SHORT TASK A: Pick out every line of the entries below that contains the string "stool", and copy each one in full. Case counts.

READING TEXT:
# important training parameters (others are described later below)
reg=.00001 # regularization factor
reg_time=0 # time (in samples) after which to start regularizing
eta=.00001 # learning rate
ndiaghessian=400 # number of sample for 2nd derivatives estimation
hessian_period=20000 # calculates 2nd derivatives after every n samples
epoch_mode=0 # 0: fixed number of samples/iter 1: show all at least once
epoch_size=10000 # number of samples to show per iteration
iterations=1000 # number of training iterations
# training data ################################################################
root=${HOME}/eblearn/demos/svhn/svhn/ToUse # root directory of the dataset
train_dsname=svhn_yuv7_train # name of train dataset
val_dsname=svhn_yuv7_val # name of validation dataset
train=${root}/${train_dsname}_data.mat
train_labels=${root}/${train_dsname}_labels.mat
train_classes=${root}/${train_dsname}_classes.mat
# train_size = 10000 # limit number of samples
val=${root}/${val_dsname}_data.mat
val_labels=${root}/${val_dsname}_labels.mat
val_classes=${root}/${val_dsname}_classes.mat
# val_size = 200 # limit number of samples
# network high level parameters ################################################
classification=1 # 1 is classification, 0 is regression
shared=1 # all modules with the same name share weights
input_thickness=3 # input has 3-channels
# put norm before/after subsampling
aft=1
bef=0
pooling=l4pool # type of pooling to use
nonlin=tanh # type of nonlinearity to use
shrink=lshrink0 # type of shrink to use
learn_norm=0
learn_mean_norm=0
gaussian_coeff=4
norm=snorm # type of normalization
norm_div=0 # divisive norm or not
norm_split=1
snorm_div=${norm_div}
snorm_split=${norm_split}
l1=1 # l1 penalty
penalty=${penalty${l1}}
penalty0=
penalty1=l1penalty
l1penalty_threshold=0
l1penalty_coeff=.00001
# network architecture #########################################################
# We describe the following architecture in the section below
############################################################
#
#
#
# I ******* ******* *******
# M * * * * * *
# A * Y * * U * * V *
# G * * * * * *
# E ***.*** ***.*** ***.***
# . . .

SHORT TASK B: Proceed with the training configuration file above, starting right after its last line.

[Collected data]
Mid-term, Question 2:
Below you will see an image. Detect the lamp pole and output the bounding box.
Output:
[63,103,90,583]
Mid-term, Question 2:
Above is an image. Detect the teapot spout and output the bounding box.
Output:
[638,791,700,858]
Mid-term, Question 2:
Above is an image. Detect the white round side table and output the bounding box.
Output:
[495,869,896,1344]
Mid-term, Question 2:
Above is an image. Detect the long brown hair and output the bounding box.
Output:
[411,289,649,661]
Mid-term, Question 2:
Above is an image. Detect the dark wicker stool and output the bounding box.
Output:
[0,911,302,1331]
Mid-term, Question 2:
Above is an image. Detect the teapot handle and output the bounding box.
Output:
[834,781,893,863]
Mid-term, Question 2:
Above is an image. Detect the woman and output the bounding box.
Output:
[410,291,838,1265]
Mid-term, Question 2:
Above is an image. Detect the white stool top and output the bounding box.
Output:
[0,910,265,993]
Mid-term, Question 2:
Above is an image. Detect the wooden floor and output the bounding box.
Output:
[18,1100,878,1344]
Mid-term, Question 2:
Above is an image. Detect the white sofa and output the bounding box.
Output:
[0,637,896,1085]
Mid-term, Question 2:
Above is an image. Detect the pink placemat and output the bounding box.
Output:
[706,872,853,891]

TASK RESULT A:
Above is an image. Detect the dark wicker stool and output the bounding box.
Above is an image. Detect the white stool top and output the bounding box.

TASK RESULT B:
# . . .
# _______ *****************************************
# F | * Convolution layer5x5 kernel * 16 feature maps
# E | *****************************************
# A | *****************************************
# T | *l4pooling layer 2x2 kernel, 2x2 stride* 16 feature maps
# U | ********.***********.********************
# R | . .
# E | ********.******* .
# | *conv layer 7x7* **********************
# E | ********.******* * l4pool 5x5 kernel * 512 feature maps
# X | ********.******* * 3x3 stride *
# T | * l4pool 2x2 * ***********.**********
# R | ********.******* .
# A | ********.*******************.************
# C | * merge layer(merges the two inputs)*
# T | *****************************************
# O | .
# R | .
# ______| $$$$$$$$$$$$.$$$$$$$$$$$
# | $ 20 hidden units $
# C | $ $
# L | $$$$$$$$$$$$.$$$$$$$$$$$
# A | .
# S | .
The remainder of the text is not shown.